● What you have to do
Repeat every one of the entries below word for word, keeping their order.

━━━━

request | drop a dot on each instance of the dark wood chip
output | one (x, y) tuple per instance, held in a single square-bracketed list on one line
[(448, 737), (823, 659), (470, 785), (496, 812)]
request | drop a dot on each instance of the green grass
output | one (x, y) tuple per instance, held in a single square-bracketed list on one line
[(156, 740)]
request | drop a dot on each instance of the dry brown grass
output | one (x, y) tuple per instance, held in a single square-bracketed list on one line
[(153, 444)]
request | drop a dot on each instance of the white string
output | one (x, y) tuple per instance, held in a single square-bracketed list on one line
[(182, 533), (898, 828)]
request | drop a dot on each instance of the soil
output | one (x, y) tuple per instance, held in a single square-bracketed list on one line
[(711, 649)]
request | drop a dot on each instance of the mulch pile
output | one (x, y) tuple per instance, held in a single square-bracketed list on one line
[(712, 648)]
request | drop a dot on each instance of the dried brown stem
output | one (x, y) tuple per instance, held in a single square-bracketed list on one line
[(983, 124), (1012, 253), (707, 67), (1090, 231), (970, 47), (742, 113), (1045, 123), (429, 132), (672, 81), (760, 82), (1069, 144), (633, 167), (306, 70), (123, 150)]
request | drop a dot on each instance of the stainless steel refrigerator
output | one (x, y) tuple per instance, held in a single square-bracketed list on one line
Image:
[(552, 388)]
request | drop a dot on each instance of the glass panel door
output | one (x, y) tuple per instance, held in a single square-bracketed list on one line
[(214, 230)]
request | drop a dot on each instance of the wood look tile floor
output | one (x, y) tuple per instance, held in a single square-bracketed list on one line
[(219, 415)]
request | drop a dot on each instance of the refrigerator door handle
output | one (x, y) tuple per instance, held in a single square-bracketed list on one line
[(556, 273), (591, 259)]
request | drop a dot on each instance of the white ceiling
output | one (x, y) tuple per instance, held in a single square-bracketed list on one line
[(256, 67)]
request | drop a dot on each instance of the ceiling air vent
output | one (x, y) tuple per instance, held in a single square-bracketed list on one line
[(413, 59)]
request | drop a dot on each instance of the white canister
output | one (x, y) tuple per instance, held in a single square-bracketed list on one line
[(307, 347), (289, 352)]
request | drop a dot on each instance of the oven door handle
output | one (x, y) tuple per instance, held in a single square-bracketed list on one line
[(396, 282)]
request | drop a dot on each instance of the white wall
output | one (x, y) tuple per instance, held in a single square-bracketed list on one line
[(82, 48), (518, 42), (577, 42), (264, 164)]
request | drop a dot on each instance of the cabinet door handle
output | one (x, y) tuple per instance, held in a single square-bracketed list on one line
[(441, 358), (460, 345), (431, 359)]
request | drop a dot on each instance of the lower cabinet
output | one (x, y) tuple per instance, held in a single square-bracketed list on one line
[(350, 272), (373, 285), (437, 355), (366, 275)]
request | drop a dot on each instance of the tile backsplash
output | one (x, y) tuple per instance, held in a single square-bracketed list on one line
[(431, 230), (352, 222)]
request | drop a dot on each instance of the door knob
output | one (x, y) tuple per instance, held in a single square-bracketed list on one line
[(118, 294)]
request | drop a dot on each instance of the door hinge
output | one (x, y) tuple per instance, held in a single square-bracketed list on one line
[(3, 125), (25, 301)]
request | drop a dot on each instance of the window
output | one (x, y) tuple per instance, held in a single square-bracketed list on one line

━━━━

● Response for this exercise
request | drop a dot on each instance of the dark wood chip
output | one (x, y) tuple per instance, held in a single square-bracketed list on one line
[(448, 737), (823, 659), (470, 785), (496, 812)]
request | drop a dot on each instance of the green grass
output | one (x, y) tuple per instance, held in a single square-bracketed list on one line
[(156, 740)]
request | drop a dot on each instance of the dry brown grass
output | one (x, y) tuple per instance, held in a single square-bracketed list on one line
[(153, 444)]
request | drop a dot on each instance of the white string
output | one (x, y) tuple per instance, held in a single square-bracketed list on one line
[(182, 533), (898, 828)]
request | drop a dot on each instance of the soil
output | one (x, y) tuple per instance, held in a single square-bracketed list on one line
[(711, 649)]
request | drop a dot on each instance of the mulch pile
output | one (x, y) tuple per instance, held in a single square-bracketed list on one line
[(712, 648)]
request | drop a dot on each instance of the dried brown stem
output | one (x, y) tuple per instance, held in a single square-bracketed list on one line
[(983, 124), (1012, 253), (707, 67), (1090, 231), (970, 47), (742, 113), (1045, 123), (429, 132), (672, 81), (760, 82), (1069, 144), (633, 167), (306, 70), (123, 150)]
request | drop a dot on each instance of the stainless steel refrigerator
output | one (x, y) tuple per instance, held in a single square-bracketed list on one line
Image:
[(552, 388)]
request | drop a dot on each instance of the glass panel door
output | one (x, y) tuple per instance, held in a single square-bracketed list on one line
[(214, 230)]
request | drop a dot on each instance of the wood look tile floor
output | one (x, y) tuple per instance, held in a single square-bracketed list on one line
[(219, 415)]
request | drop a dot on each instance of the refrigerator door handle
output | one (x, y) tuple per instance, held in a single square-bracketed list on one line
[(556, 273), (591, 259)]
request | drop a dot on each instance of the white ceiling
output | one (x, y) tuple per instance, held in a single square-bracketed list on one line
[(256, 67)]
request | drop a dot on each instance of the ceiling air vent
output | one (x, y) tuple per instance, held in a single square-bracketed list on one line
[(413, 59)]
request | drop a dot on each instance of the white canister
output | one (x, y) tuple per instance, held in a single square-bracketed list on one line
[(307, 347), (289, 352)]
request | drop a dot on each instance of the oven door handle
output | one (x, y) tuple per instance, held in a single square-bracketed list on one line
[(396, 282)]
request | drop a dot on each instance of the white wall
output | one (x, y) tuple per instance, held in a single square-bracketed list on one line
[(82, 48), (518, 42), (577, 42), (264, 164)]
request | drop a dot on each instance of the cabinet door handle
output | one (x, y) tuple per instance, held in a single square-bracketed list on one line
[(441, 358), (460, 345), (431, 359)]
request | drop a dot on each instance of the lower cabinet
output | one (x, y) tuple per instance, held in a single square-bracketed list on one line
[(350, 272), (373, 285), (437, 355), (366, 275)]
request | drop a dot on each instance of the tile backsplash
output | one (x, y) tuple per instance, held in a single square-bracketed list on one line
[(431, 230), (352, 222)]
request | drop a dot on each instance of the door knob
output | one (x, y) tuple per instance, held in a single square-bracketed list on one line
[(118, 294)]
request | drop a dot on each instance of the door hinge
output | one (x, y) tuple per instance, held in a single square-bracketed list on one line
[(3, 125), (25, 301)]
request | drop a dot on each instance of the window
output | one (x, y) tuple per instance, held in a single square-bracketed list on one line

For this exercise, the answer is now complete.